(Compiti ed esercizi)
[a] Nel commento alla parabola, riscrivi il passo da "Ma la donna" fino a "essere più importunato." compreso, sostituendo "giudice" con "magistrato".
[b] Continua il commento alla parabola oltre l'ultima frase riportata.

(Testo proposto)
==*==
Ma la donna non si rassegna e fa ricorso all’unica sua possibilità, ovvero l’insistenza. All’insistenza della donna il giudice cambia pensiero. L’evangelista usa qui il termine “importunarmi”, letteralmente è “a farmi un occhio nero”. Non significa tanto che questa vedova desideri colpire con un pugno il giudice, ma era un’espressione che significava “danneggiare la reputazione”. Quindi alla fine il giudice, se non altro per liberarsi dalla molestia, cede e le fa giustizia (ekdikeô): ciò che prevale in lui non è il senso del dovere, ma il desiderio di non essere più importunato.

vv. 6-7: E il Signore soggiunse: «Ascoltate ciò che dice il giudice disonesto. E Dio non farà forse giustizia ai suoi eletti, che gridano giorno e notte verso di lui? Li farà forse aspettare a lungo? Gesù a questo punto offre l'interpretazione della parabola. Questa lettura è data dalla domanda che egli pone: «Ma Dio non farà giustizia per i suoi eletti che gridano a lui giorno e notte?». L'accento non è posto sull'insistenza della vedova, ma sulla figura del giudice. Se un giudice ingiusto per motivi egoistici acconsente alle richieste insistenti di una vedova, quanto più Dio, che è padre buono, ascolterà le grida di implorazione dei suoi eletti. Basandosi sul metodo rabbinico chiamato "qal wahomer" (ragionamento a fortiori), egli afferma che, se un giudice empio, alla fine si decide a fare giustizia alla vedova, a maggior ragione Dio farà farà giustizia per i suoi eletti, dal momento che è Padre.
==*==
(Dati)
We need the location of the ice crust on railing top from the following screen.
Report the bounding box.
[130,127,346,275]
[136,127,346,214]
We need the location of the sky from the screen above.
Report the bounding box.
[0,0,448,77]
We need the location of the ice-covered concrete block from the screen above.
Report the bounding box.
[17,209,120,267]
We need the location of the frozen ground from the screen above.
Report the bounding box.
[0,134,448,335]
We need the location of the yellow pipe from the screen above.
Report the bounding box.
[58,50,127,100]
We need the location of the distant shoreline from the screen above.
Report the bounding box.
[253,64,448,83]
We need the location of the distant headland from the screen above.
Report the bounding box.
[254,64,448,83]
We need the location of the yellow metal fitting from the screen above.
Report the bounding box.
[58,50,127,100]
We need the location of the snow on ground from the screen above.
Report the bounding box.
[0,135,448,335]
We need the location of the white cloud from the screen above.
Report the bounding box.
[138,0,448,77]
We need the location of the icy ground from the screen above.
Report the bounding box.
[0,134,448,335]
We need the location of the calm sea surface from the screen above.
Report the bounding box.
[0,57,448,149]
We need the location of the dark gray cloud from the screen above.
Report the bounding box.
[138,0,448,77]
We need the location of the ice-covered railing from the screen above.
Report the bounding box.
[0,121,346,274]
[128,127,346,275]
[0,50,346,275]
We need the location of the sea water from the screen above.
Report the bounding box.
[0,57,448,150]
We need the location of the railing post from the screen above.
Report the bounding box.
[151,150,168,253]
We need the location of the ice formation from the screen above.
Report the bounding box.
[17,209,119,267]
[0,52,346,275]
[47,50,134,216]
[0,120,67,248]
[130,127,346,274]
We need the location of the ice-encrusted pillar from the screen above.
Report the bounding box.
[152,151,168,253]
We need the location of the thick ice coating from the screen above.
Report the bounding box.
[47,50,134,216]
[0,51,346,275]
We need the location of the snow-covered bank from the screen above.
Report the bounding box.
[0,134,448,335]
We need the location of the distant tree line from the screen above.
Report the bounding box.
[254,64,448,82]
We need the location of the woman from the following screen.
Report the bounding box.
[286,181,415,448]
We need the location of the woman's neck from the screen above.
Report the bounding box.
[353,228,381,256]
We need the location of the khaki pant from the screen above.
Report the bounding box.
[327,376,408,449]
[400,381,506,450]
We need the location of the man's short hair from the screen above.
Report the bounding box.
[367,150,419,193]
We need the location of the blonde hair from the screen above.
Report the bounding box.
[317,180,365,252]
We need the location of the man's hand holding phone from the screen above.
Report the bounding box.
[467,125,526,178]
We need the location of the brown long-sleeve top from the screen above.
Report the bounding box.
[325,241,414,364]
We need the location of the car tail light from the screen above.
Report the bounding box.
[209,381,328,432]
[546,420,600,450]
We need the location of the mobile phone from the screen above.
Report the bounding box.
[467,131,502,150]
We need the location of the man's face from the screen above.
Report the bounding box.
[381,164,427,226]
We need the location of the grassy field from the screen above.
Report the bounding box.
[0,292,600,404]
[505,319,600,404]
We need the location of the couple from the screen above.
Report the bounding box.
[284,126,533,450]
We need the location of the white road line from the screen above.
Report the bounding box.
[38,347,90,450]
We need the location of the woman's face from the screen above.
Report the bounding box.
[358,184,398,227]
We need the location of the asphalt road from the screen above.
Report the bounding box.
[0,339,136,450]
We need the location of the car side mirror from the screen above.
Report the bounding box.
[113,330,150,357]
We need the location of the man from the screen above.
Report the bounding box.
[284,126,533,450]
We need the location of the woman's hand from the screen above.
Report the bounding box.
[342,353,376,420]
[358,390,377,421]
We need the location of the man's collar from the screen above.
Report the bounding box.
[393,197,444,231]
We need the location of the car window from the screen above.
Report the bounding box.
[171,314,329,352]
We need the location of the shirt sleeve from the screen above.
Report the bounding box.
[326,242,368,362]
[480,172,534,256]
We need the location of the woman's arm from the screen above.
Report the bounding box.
==*==
(Soluzioni per esercizio)
[a]
Ma la donna non si rassegna e fa ricorso all’unica sua possibilità, ovvero l’insistenza. All’insistenza della donna il magistrato cambia pensiero. L’evangelista usa qui il termine “importunarmi”, letteralmente è “a farmi un occhio nero”. Non significa tanto che questa vedova desideri colpire con un pugno il magistrato, ma era un’espressione che significava “danneggiare la reputazione”. Quindi alla fine il magistrato, se non altro per liberarsi dalla molestia, cede e le fa giustizia (ekdikeô): ciò che prevale in lui non è il senso del dovere, ma il desiderio di non essere più importunato.

[b]
L’espressione «fare giustizia (ekdikêsin)», usata sia per il giudice che per Dio, significa difendere i diritti di una persona, darle ragione, garantirle quello che le spetta. Per gli eletti ciò significa a certezza che Dio interverrà in loro difesa mettendosi dalla loro parte: questo è il punto saliente della parabola.
Ma Gesù aggiunge ancora una domanda: «E tarderà nei loro riguardi?». Da questo interrogativo sembrerebbe che il tempo dell’attesa sarà breve: Dio farà presto giustizia agli eletti che gridano a lui. Ma questo non è in sintonia con quanto Luca più volte ripete nel suo vangelo, e cioè che la venuta finale del regno di Dio non è imminente. Perciò sembra più corretto interpretare queste parole non come una domanda, ma piuttosto come una frase concessiva: «Anche se egli ha pazienza (makrothymei) con loro». In altre parole: Gesù esorta la sua comunità a non spaventarsi per il fatto che Dio tarda a intervenire. Al momento opportuno, che solo lui conosce, certamente interverrà.
v. 8: Io vi dico che farà loro giustizia prontamente. Ma il Figlio dell'uomo, quando verrà, troverà la fede sulla terra?. Questa ulteriore domanda fa sì che la comunità si interroghi se vive in un'incessante e fiduciosa pazienza, certa che Dio risponderà anche se tarda. Perciò Gesù conclude rassicurando i suoi discepoli: «Dio farà giustizia con celerità (en tachei)», che bisognerebbe però tradurre meglio  con «improvvisamente». Dio, dopo aver lungamente pazientato, interverrà quando meno gli uomini se lo aspettano e farà giustizia ai suoi eletti.

La parte finale del v. 8 chiude con una domanda che è una aggiunta posteriore che ha lo scopo di sollecitare la perseveranza nella fede. Il ritardo della risposta da parte di Dio alla preghiera può portare ad un raffreddamento della fede. È necessario avere molta fede per continuare a resistere e ad agire, malgrado il fatto di non vedere subito il risultato. Perciò i discepoli devono mantenere un atteggiamento di vigilanza, perché Gesù al suo ritorno non li trovi impreparati.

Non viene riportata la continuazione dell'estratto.